_Text passage_
=-=-=
The package uses the Method of Alternating Projections to estimate linear models with multiple group fixed effects. A generalization of the within estimator. It supports IV-estimation with multiple endogenous variables via 2SLS, with conditional F statistics for detection of weak instruments. It is thread-parallelized and intended for large problems. A method for correcting limited mobility bias is also included.
This package is intended for linear models with multiple group fixed
effects, i.e. with 2 or more factors with a large number of levels. It
performs similar functions as lm
, but it uses a special
method for projecting out multiple group fixed effects from the normal
equations, hence it is faster. It is a generalization of the within
estimator. This may be required if the groups have high cardinality (many
levels), resulting in tens or hundreds of thousands of dummy variables. It
is also useful if one only wants to control for the group effects, without
actually estimating them. The package may optionally compute standard
errors for the group effects by bootstrapping, but this is a very time- and
memory-consuming process compared to finding the point estimates. If you
only have a single huge factor, the package plm is probably better
suited. If your factors don't have thousands of levels,
lm
or other packages are probably better suited.
=-=-=
_Task list_
1. Duplicate the fixed-effects package description word for word, starting at "The package uses" and ending at "is also included.".
2. Pick up the fixed-effects package description after its last sentence and write the next few sentences.
The records that follow are separate material, unrelated to the fixed-effects package description.

_Object point labels_
=-=-=
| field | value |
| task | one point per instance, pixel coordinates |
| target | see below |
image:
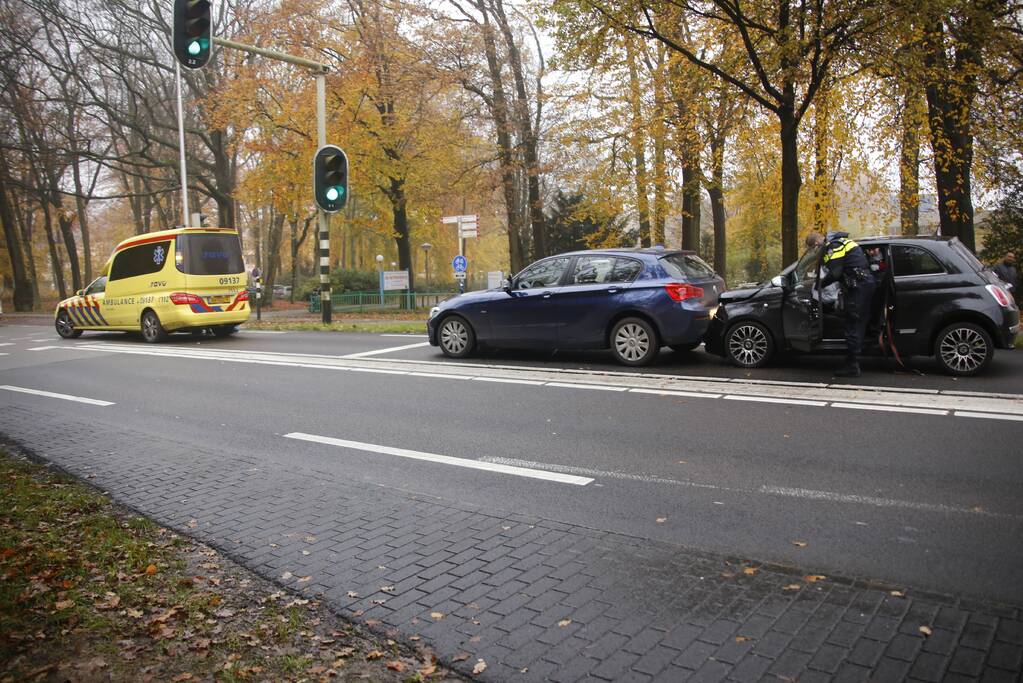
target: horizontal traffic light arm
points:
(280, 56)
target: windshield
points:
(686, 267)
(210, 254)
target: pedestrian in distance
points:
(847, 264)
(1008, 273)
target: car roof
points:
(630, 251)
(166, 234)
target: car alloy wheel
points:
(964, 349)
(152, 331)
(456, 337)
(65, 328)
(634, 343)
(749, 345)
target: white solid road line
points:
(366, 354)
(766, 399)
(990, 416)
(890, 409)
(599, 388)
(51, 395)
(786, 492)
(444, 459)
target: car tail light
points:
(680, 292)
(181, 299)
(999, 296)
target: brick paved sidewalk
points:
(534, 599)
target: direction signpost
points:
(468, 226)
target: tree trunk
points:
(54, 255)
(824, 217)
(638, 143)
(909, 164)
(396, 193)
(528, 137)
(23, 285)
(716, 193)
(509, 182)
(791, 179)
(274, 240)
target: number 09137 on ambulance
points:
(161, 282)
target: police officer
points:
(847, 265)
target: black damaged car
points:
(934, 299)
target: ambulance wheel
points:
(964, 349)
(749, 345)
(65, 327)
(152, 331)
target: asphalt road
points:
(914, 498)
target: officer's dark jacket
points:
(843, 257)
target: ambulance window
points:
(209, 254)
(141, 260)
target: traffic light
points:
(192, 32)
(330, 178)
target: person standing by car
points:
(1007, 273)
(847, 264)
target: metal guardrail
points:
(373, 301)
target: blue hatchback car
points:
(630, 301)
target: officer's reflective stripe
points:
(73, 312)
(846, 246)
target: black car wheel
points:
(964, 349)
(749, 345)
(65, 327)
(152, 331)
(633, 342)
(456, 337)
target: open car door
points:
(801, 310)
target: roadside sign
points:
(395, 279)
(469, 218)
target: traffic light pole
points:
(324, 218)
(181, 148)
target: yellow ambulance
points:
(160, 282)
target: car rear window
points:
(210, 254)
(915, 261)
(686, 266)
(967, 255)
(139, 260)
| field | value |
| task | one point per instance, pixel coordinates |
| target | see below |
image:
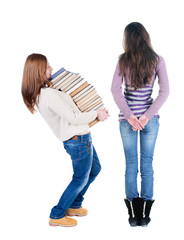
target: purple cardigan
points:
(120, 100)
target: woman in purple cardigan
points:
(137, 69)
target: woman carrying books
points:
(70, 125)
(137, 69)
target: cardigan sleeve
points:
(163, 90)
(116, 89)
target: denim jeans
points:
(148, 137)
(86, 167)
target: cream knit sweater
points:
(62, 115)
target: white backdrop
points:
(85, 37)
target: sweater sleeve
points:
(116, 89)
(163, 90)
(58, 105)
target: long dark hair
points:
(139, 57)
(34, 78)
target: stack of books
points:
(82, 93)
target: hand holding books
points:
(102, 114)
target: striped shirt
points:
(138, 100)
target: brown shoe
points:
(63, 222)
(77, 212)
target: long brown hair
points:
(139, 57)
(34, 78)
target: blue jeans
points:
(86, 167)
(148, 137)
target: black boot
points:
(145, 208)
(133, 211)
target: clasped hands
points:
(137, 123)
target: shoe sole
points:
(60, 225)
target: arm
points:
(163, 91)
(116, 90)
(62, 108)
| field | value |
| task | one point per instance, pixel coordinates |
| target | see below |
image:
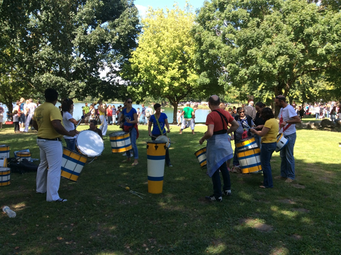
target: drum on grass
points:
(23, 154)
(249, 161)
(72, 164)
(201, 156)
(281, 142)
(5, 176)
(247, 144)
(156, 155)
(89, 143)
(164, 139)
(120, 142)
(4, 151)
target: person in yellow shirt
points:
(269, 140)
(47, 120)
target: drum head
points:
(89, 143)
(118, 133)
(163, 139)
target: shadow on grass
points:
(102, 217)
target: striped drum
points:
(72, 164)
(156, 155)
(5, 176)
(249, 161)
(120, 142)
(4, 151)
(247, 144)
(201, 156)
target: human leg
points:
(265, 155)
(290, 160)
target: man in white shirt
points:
=-=-=
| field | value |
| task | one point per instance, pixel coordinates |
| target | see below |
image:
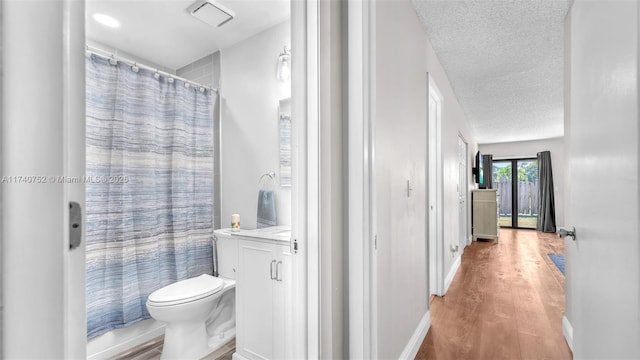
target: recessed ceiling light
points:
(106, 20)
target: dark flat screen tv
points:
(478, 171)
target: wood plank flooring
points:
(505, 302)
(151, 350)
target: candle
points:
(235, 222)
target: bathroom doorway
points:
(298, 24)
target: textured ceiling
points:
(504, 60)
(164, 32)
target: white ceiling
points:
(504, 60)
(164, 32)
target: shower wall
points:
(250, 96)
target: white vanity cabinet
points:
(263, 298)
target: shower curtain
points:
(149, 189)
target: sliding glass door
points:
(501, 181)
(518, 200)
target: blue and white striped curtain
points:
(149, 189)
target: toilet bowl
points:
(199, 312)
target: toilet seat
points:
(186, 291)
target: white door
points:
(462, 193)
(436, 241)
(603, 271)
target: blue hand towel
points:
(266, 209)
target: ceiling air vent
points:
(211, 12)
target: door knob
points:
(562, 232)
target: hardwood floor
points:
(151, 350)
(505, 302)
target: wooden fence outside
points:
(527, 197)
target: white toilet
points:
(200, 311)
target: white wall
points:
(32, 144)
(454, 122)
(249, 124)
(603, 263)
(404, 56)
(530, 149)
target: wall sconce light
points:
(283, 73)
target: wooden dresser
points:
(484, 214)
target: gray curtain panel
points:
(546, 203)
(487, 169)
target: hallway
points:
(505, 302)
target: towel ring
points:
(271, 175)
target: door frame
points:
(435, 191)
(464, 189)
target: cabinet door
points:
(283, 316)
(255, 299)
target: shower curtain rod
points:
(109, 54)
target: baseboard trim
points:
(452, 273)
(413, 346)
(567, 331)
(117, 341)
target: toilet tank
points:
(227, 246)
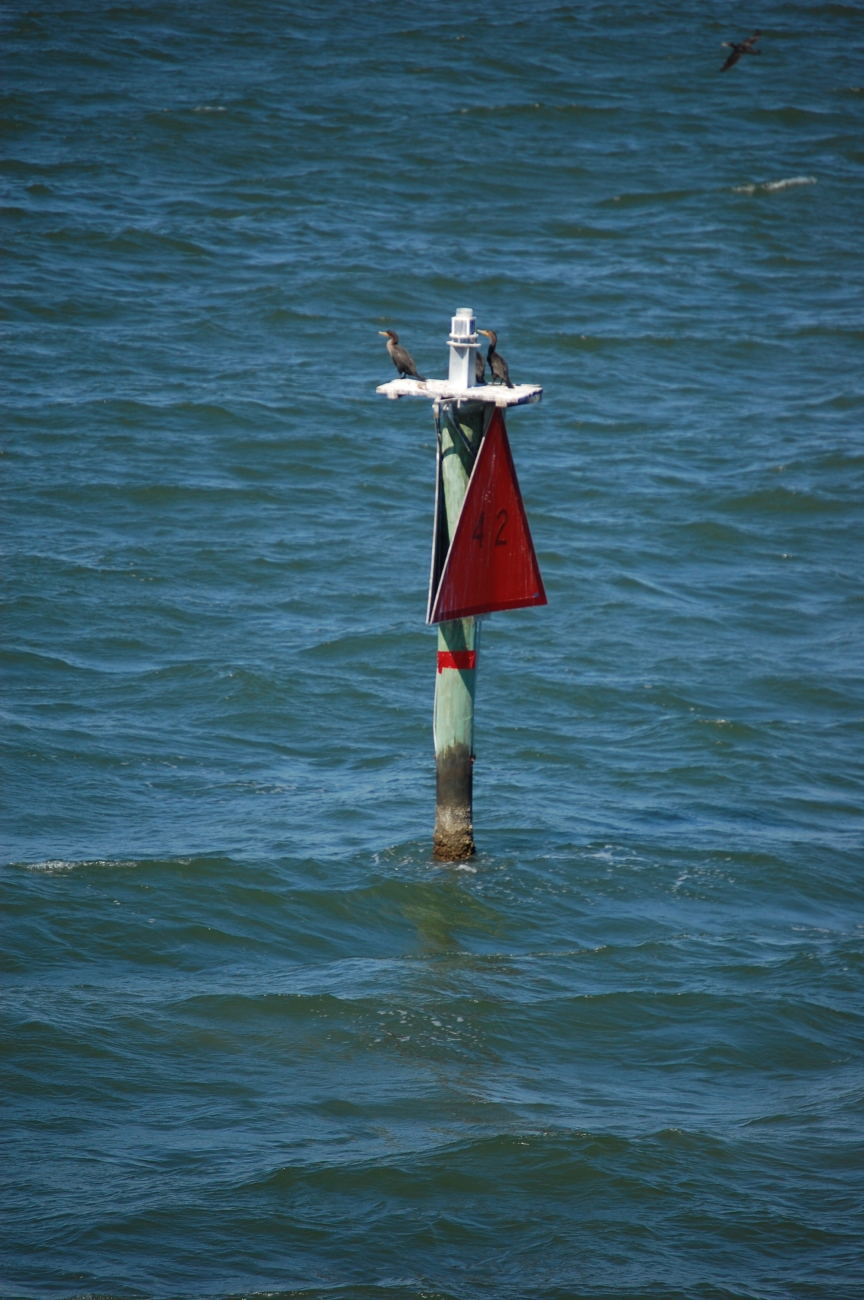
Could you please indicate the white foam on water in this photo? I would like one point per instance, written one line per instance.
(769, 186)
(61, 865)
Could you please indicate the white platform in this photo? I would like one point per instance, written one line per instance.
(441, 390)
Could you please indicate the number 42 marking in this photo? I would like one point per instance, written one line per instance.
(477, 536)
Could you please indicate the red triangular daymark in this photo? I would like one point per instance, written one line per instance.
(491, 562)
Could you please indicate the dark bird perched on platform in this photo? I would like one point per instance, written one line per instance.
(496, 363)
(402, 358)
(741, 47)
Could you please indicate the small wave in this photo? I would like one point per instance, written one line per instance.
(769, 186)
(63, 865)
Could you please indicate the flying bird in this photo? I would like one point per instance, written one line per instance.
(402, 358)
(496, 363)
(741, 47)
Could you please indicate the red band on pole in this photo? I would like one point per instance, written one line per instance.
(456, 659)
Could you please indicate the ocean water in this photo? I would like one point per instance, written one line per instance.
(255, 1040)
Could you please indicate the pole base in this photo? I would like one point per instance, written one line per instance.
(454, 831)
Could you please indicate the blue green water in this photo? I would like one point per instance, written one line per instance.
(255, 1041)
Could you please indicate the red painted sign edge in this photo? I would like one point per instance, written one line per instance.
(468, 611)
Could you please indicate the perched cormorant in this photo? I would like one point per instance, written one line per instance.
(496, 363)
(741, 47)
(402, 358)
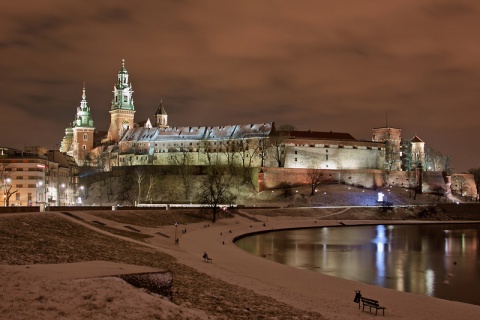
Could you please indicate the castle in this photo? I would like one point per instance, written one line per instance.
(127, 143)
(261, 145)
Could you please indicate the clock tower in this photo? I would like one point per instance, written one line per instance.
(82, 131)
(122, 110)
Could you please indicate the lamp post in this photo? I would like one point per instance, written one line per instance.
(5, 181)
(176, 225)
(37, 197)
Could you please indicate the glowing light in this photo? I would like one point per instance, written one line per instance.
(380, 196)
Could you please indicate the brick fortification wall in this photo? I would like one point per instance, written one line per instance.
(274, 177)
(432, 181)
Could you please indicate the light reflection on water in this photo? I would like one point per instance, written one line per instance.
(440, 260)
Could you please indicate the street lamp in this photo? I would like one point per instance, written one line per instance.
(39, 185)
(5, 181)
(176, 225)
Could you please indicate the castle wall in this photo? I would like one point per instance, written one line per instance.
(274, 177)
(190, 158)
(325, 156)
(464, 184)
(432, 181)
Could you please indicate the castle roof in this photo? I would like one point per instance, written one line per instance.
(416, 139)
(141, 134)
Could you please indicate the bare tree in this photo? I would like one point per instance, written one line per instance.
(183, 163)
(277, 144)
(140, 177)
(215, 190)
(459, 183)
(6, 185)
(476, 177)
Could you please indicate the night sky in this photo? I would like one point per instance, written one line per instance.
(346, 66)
=-=-=
_The answers_
1.
The package uses the Method of Alternating Projections to estimate linear models with multiple group fixed effects. A generalization of the within estimator. It supports IV-estimation with multiple endogenous variables via 2SLS, with conditional F statistics for detection of weak instruments. It is thread-parallelized and intended for large problems. A method for correcting limited mobility bias is also included.

2.
lfe is designed to produce the same results as lm
will do if run with the full set of dummies.
Projecting out interactions between continuous covariates and factors is supported. I.e. individual slopes, not only individual intercepts. Multiple left hand sides are supported.
The package does not support non-linear models. For GLMs with many dummies there is a package alpaca which uses similar methods to project them out.
The estimation is done in two steps. First the other coefficients are
estimated with the function felm
by centering on all the group
means, followed by an OLS (similar to lm). Then the group effects are
extracted (if needed) with the function getfe
. This method is
described by Gaure (2013), but also appears in Guimaraes and
Portugal (2010), disguised as the Gauss-Seidel algorithm.
There's also a function demeanlist
which just does the
centering on an arbitrary matrix or data frame, and there's a function
compfactor
which computes the connected components which are
used for interpreting the group effects when there are only two factors (see
the Abowd et al references), they are also returned by getfe
.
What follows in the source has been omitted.